* [INSTRUCTIONS FOR THE TASK]:
In the mailing-list thread below, what name is proposed for the new generic switchdev object?

--- TEXT PASSAGE ---

Yep, we need to hook there. Otherwise it won't be transparent.

Last time the objection was that this would be ovs specific. But that is
passed today. We have switchdev infra with objects, we have cls_flower
which would use the same object. I say let's do this now.

--
To unsubscribe from this list: send the line "unsubscribe netdev" in
the body of a message to majordomo@vger.kernel.org
More majordomo info at  http://vger.kernel.org/majordomo-info.html
John Fastabend July 16, 2015, 2:41 p.m. UTC | #5
On 15-07-16 01:14 AM, Jiri Pirko wrote:
> Thu, Jul 16, 2015 at 09:09:39AM CEST, sfeldma@gmail.com wrote:
>> On Wed, Jul 15, 2015 at 11:58 PM, Jiri Pirko <jiri@resnulli.us> wrote:
>>> Thu, Jul 16, 2015 at 08:40:31AM CEST, sfeldma@gmail.com wrote:
>>>> On Wed, Jul 15, 2015 at 6:39 PM, Simon Horman
>>>> <simon.horman@netronome.com> wrote:
>>>>> Teach rocker to forward packets to CPU when a port is joined to Open vSwitch.
>>>>> There is scope to later refine what is passed up as per Open vSwitch flows
>>>>> on a port.
>>>>>
>>>>> This does not change the behaviour of rocker ports that are
>>>>> not joined to Open vSwitch.
>>>>>
>>>>> Signed-off-by: Simon Horman <simon.horman@netronome.com>
>>>>
>>>> Acked-by: Scott Feldman <sfeldma@gmail.com>
>>>>
>>>> Now, OVS flows on a port.  Strange enough, that was the first RFC
>>>> implementation for switchdev/rocker where we hooked into ovs-kernel
>>>> module and programmed flows into hw.  We pulled all of that code
>>>> because, IIRC, the ovs folks didn't want us hooking into the kernel
>>>> module directly.  We dropped the ovs hooks and focused on hooking
>>>> kernel's L2/L3.  The device (rocker) didn't really change: OF-DPA
>>>> pipeline was used for both.  Might be interesting to try hooking it
>>>> again.
>>>
>>>
>>> I think that now we have an infrastructure prepared for that. I mean,
>>> what we need to do is to introduce another generic switchdev object
>>> called "ntupleflow" and hook-up again into ovs datapath and cls_flower
>>> and insert/remove the object from those codes. Should be pretty easy to do.
>>
>> That sounds right.  Is the ovs datapath hooking still happening in the
>> ovs-kernel module?  Remind me again, what was the objection the last
>> time we tried that?
> 
> Yep, we need to hook there. Otherwise it won't be transparent.
> 
> Last time the objection was that this would be ovs specific. But that is
> passed today. We have switchdev infra with objects, we have cls_flower
> which would use the same object. I say let's do this now.

--- DATASET CONTENT ---

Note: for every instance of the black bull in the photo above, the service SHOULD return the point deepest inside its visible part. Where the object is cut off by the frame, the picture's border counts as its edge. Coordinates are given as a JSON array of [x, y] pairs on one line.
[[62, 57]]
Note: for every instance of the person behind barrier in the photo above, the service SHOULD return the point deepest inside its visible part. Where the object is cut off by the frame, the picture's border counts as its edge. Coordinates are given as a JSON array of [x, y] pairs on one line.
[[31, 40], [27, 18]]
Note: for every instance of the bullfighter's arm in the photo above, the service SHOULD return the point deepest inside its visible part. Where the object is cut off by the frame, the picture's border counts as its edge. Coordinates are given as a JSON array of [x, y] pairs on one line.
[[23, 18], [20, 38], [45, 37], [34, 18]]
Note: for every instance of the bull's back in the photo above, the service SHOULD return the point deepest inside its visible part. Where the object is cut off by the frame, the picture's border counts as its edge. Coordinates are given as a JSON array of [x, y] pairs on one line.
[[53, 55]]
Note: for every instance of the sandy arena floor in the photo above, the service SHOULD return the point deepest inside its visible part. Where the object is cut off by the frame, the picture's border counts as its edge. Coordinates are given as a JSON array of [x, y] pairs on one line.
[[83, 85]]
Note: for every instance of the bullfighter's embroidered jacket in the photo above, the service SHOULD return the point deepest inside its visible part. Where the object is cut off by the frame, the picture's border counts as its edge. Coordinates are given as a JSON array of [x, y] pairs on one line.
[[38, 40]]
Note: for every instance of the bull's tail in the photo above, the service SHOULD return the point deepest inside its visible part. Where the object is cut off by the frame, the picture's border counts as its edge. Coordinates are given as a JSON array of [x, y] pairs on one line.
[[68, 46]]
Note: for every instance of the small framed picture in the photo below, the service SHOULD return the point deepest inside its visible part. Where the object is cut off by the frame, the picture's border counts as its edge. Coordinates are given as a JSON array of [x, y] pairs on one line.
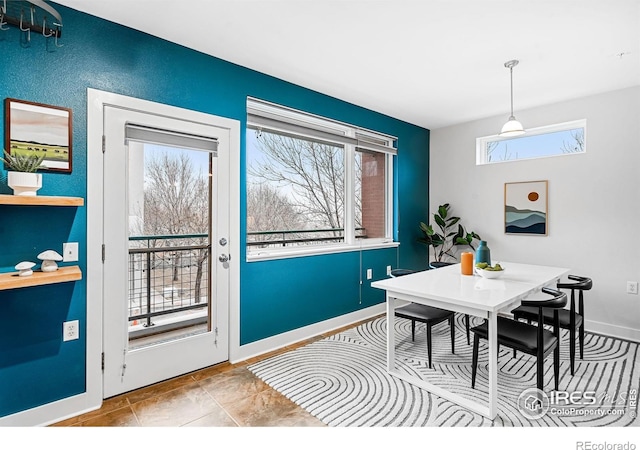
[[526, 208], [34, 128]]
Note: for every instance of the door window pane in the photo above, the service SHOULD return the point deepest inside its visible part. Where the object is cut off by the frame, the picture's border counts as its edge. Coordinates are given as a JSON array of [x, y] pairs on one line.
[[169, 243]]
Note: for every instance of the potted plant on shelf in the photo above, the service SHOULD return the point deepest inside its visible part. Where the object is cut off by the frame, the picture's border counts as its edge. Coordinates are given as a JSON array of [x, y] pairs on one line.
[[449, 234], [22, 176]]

---

* [RESULT OF THIS EXERCISE]:
"ntupleflow"